- THE TASK -
Count the lines in the rows below that contain the word "center". Give only the number.

- MATERIAL FOR THIS EXERCISE -
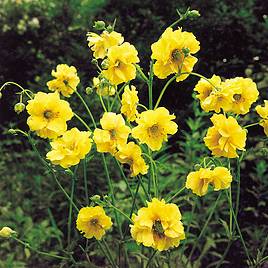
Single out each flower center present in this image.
[153,220,165,237]
[171,49,181,61]
[233,94,242,101]
[44,110,53,119]
[114,60,121,68]
[148,124,159,136]
[204,89,212,98]
[90,218,99,225]
[109,129,116,140]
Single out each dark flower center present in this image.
[44,110,53,119]
[233,94,242,101]
[153,220,165,237]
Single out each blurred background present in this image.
[0,0,268,267]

- CORRECT ANSWER -
2